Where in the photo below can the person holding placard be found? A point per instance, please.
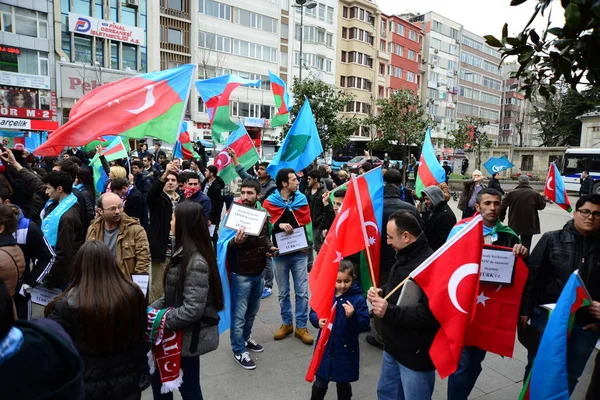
(292, 229)
(487, 204)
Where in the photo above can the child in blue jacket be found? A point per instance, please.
(340, 361)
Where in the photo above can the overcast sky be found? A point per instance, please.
(482, 17)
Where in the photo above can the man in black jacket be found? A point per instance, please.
(247, 258)
(407, 370)
(438, 218)
(556, 256)
(162, 199)
(392, 202)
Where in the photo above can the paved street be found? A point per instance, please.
(281, 368)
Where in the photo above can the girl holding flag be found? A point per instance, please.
(340, 358)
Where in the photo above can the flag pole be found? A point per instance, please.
(362, 223)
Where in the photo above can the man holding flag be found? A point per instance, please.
(556, 256)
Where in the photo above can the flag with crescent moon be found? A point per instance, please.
(555, 189)
(144, 105)
(450, 279)
(346, 237)
(240, 142)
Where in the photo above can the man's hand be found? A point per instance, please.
(325, 198)
(348, 309)
(287, 228)
(379, 306)
(520, 250)
(523, 320)
(240, 236)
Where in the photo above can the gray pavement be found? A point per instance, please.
(282, 366)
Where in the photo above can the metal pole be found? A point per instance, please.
(301, 39)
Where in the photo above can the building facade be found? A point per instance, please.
(27, 84)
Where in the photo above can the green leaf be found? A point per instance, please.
(572, 15)
(492, 41)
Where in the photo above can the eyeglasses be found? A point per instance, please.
(586, 213)
(113, 209)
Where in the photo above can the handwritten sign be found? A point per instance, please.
(142, 281)
(249, 218)
(42, 296)
(497, 266)
(293, 242)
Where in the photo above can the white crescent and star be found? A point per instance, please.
(149, 102)
(461, 273)
(548, 184)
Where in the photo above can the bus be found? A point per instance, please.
(575, 162)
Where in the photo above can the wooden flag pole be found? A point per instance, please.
(362, 222)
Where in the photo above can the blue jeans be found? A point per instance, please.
(190, 387)
(397, 382)
(246, 291)
(579, 347)
(268, 273)
(463, 380)
(296, 263)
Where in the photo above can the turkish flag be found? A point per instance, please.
(497, 312)
(315, 362)
(450, 279)
(344, 238)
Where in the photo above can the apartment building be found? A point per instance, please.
(480, 81)
(27, 84)
(357, 60)
(517, 127)
(99, 41)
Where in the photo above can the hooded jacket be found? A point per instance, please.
(438, 221)
(409, 331)
(133, 250)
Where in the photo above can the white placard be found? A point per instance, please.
(42, 296)
(142, 281)
(293, 242)
(249, 218)
(497, 266)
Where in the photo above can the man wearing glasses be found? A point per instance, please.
(123, 235)
(553, 260)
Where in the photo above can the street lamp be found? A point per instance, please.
(301, 4)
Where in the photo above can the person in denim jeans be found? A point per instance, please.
(556, 256)
(289, 210)
(247, 257)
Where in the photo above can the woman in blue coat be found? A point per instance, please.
(341, 358)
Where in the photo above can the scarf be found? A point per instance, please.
(189, 192)
(51, 221)
(165, 352)
(11, 344)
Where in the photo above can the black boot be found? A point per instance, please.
(344, 391)
(318, 393)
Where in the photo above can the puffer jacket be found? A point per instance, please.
(193, 310)
(551, 263)
(341, 358)
(133, 251)
(12, 262)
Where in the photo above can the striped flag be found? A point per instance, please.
(430, 172)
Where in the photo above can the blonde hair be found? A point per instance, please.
(118, 171)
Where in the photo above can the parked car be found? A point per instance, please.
(354, 164)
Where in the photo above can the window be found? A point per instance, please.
(527, 162)
(174, 36)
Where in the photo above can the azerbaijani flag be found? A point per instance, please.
(430, 171)
(555, 189)
(183, 146)
(215, 93)
(151, 104)
(548, 377)
(240, 142)
(282, 101)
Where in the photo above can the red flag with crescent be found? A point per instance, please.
(450, 279)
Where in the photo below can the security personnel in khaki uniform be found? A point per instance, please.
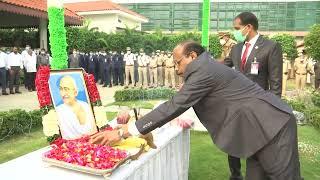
(301, 68)
(153, 70)
(159, 58)
(143, 61)
(286, 65)
(170, 71)
(129, 59)
(227, 43)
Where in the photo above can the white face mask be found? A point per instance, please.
(222, 42)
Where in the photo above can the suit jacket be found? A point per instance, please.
(269, 56)
(240, 116)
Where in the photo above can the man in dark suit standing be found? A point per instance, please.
(258, 59)
(92, 63)
(243, 119)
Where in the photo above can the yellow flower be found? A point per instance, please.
(132, 143)
(50, 123)
(100, 115)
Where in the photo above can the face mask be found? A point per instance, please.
(239, 36)
(222, 42)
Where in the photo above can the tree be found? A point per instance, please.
(312, 42)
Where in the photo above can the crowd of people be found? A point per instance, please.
(13, 63)
(128, 69)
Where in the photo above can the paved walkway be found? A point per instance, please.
(29, 100)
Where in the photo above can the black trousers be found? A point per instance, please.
(30, 77)
(317, 83)
(235, 168)
(279, 159)
(14, 78)
(3, 79)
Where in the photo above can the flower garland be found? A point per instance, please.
(57, 31)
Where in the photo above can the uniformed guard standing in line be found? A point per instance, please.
(83, 61)
(159, 68)
(101, 57)
(142, 62)
(92, 63)
(129, 59)
(116, 68)
(285, 67)
(153, 70)
(227, 43)
(301, 68)
(170, 71)
(122, 68)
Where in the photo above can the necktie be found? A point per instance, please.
(244, 56)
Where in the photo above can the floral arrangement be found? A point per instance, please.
(81, 152)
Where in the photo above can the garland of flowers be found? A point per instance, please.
(57, 38)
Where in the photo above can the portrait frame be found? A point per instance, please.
(82, 98)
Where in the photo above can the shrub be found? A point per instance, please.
(19, 121)
(143, 94)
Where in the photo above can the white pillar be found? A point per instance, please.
(43, 31)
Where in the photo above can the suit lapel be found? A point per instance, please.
(257, 46)
(238, 60)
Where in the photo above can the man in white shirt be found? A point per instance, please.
(30, 64)
(15, 64)
(129, 59)
(24, 55)
(3, 72)
(75, 116)
(143, 61)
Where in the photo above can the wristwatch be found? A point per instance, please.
(120, 132)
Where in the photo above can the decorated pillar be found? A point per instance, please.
(57, 34)
(205, 23)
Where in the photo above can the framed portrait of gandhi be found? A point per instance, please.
(72, 103)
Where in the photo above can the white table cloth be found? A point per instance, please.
(170, 161)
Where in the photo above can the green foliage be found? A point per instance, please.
(316, 98)
(312, 42)
(288, 45)
(143, 94)
(58, 44)
(18, 122)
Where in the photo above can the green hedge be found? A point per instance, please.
(143, 94)
(18, 121)
(288, 45)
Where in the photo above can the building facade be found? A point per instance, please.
(181, 15)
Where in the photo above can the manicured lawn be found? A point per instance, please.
(206, 161)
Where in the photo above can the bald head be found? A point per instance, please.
(184, 53)
(68, 90)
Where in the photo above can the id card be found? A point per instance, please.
(254, 68)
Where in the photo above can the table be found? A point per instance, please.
(169, 161)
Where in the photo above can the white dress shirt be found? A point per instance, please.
(30, 63)
(129, 59)
(252, 44)
(3, 59)
(14, 60)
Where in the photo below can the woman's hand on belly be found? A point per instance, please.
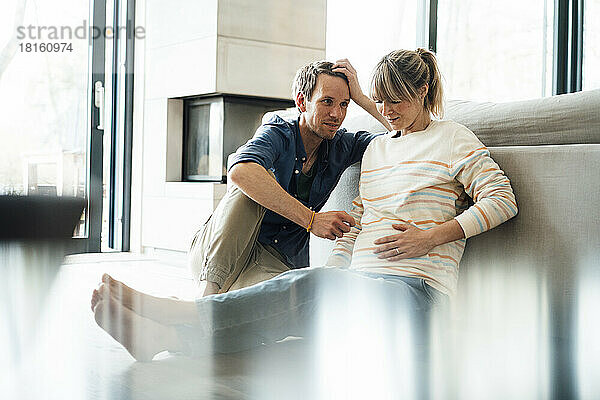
(410, 242)
(414, 242)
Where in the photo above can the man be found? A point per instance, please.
(280, 180)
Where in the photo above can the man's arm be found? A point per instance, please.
(254, 180)
(356, 92)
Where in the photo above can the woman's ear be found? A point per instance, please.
(300, 102)
(424, 90)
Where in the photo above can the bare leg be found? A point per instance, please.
(142, 337)
(167, 311)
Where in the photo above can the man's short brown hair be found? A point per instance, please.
(306, 77)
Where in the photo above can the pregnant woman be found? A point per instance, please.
(412, 220)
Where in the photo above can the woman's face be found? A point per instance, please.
(401, 115)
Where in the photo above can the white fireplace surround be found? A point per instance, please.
(197, 47)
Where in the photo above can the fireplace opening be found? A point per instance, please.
(215, 126)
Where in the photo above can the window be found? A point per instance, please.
(495, 51)
(591, 50)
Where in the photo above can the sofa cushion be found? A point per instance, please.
(565, 119)
(557, 229)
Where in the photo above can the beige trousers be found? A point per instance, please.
(226, 249)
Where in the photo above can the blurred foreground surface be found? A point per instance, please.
(507, 336)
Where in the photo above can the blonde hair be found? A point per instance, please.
(306, 77)
(401, 74)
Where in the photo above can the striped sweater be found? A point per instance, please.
(423, 179)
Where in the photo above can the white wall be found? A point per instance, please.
(197, 47)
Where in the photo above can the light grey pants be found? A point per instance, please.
(226, 249)
(311, 302)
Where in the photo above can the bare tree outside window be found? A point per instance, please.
(43, 98)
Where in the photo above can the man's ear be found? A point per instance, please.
(300, 102)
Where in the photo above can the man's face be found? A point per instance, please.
(325, 111)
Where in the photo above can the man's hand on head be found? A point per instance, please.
(347, 69)
(331, 224)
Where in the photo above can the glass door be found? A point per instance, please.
(52, 67)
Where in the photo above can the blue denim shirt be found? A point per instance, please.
(277, 146)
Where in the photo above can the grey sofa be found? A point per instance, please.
(526, 288)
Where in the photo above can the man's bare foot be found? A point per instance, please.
(167, 311)
(211, 288)
(142, 337)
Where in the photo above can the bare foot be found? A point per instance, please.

————————

Exercise task
Rewrite the lines from the one containing "Where in the photo above can the man's bare" through the final line, changing "bare foot" to "bare feet" and leaving everything else unchanged.

Answer in full
Where in the photo above can the man's bare feet be found? A point per instance, please.
(167, 311)
(211, 288)
(142, 337)
Where in the photo above can the bare feet be found? A point per instance, please.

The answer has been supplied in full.